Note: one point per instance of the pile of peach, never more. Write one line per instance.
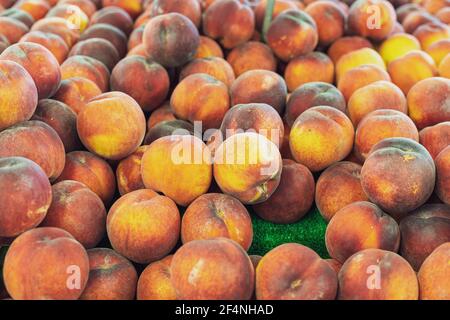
(345, 104)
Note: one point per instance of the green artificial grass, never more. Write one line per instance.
(309, 231)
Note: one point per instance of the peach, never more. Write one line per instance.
(62, 119)
(292, 33)
(428, 102)
(294, 272)
(251, 55)
(375, 274)
(111, 276)
(375, 96)
(25, 198)
(40, 64)
(86, 67)
(36, 141)
(259, 86)
(216, 215)
(143, 226)
(200, 97)
(398, 175)
(358, 226)
(213, 66)
(230, 22)
(311, 67)
(103, 134)
(311, 95)
(212, 269)
(18, 94)
(339, 186)
(423, 230)
(171, 39)
(433, 275)
(381, 124)
(285, 206)
(320, 137)
(60, 270)
(76, 92)
(254, 156)
(144, 80)
(155, 281)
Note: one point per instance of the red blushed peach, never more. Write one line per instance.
(259, 86)
(76, 92)
(92, 171)
(291, 34)
(285, 205)
(359, 226)
(428, 102)
(171, 39)
(423, 230)
(215, 269)
(184, 170)
(25, 198)
(330, 20)
(251, 155)
(311, 95)
(112, 125)
(311, 67)
(200, 97)
(435, 138)
(230, 22)
(337, 187)
(155, 281)
(36, 141)
(79, 211)
(379, 125)
(294, 272)
(107, 32)
(111, 276)
(144, 80)
(213, 66)
(143, 226)
(60, 270)
(320, 137)
(375, 96)
(375, 274)
(216, 215)
(18, 94)
(433, 275)
(252, 55)
(86, 67)
(398, 175)
(128, 172)
(62, 119)
(40, 64)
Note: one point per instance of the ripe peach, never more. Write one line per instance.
(320, 137)
(155, 281)
(143, 226)
(215, 215)
(259, 86)
(292, 33)
(311, 95)
(60, 270)
(294, 272)
(144, 80)
(25, 198)
(375, 274)
(337, 187)
(18, 94)
(111, 276)
(184, 170)
(212, 269)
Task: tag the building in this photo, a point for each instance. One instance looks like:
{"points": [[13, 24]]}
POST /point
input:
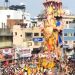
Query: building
{"points": [[6, 38], [6, 43], [15, 14], [69, 31]]}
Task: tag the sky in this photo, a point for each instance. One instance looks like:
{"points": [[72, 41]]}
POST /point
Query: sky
{"points": [[34, 7]]}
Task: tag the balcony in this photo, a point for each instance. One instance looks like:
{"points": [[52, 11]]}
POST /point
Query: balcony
{"points": [[5, 32], [6, 44]]}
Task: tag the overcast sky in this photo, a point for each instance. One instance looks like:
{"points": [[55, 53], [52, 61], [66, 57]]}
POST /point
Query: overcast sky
{"points": [[34, 7]]}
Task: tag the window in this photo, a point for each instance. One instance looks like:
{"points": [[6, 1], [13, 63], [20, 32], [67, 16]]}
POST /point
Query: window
{"points": [[36, 43], [69, 21], [29, 43], [66, 22], [42, 34], [74, 33], [65, 42], [73, 41], [8, 16], [15, 33], [36, 34], [65, 34], [21, 35], [28, 34]]}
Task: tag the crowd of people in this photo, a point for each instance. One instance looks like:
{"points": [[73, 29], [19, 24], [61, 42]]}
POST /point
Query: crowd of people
{"points": [[34, 67]]}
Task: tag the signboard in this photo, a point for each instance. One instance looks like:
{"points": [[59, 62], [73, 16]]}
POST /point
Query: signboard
{"points": [[38, 39], [25, 52]]}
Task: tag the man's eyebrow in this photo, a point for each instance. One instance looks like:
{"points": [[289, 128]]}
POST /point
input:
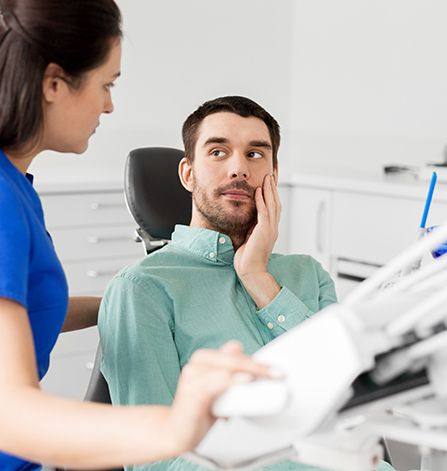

--- WORK REQUIRED ---
From the line containing "Task: tag the overcast" down to the final line of the material above, reproduce each line exactly and include no images.

--- SOLUTION FOR THIS EXERCISE ---
Task: tag the overcast sky in this photo, a point for each instance. One instance looks like:
{"points": [[55, 53], [52, 61], [66, 57]]}
POST /point
Query: overcast sky
{"points": [[34, 7]]}
Task: tag the window in this photo, a point for each instance. One instance looks like:
{"points": [[6, 1], [13, 63], [20, 32], [67, 16]]}
POST /point
Query: window
{"points": [[36, 43], [69, 21], [29, 43], [66, 22], [42, 34], [74, 33], [65, 42], [73, 41], [8, 16], [15, 33], [36, 34], [65, 34], [21, 35], [28, 34]]}
Task: tag the crowd of people in this photo, a point for each instance. One instance looks like:
{"points": [[73, 29], [19, 24], [61, 42]]}
POST /point
Query: crowd of people
{"points": [[34, 67]]}
Task: tag the signboard in this photo, a point for each instance. One instance looks like:
{"points": [[59, 62], [73, 16]]}
POST /point
Query: signboard
{"points": [[38, 39], [25, 52]]}
Task: tag the man's eyebrow in this photo, a point for each instance. One instance looks like:
{"points": [[289, 128]]}
POST /point
input:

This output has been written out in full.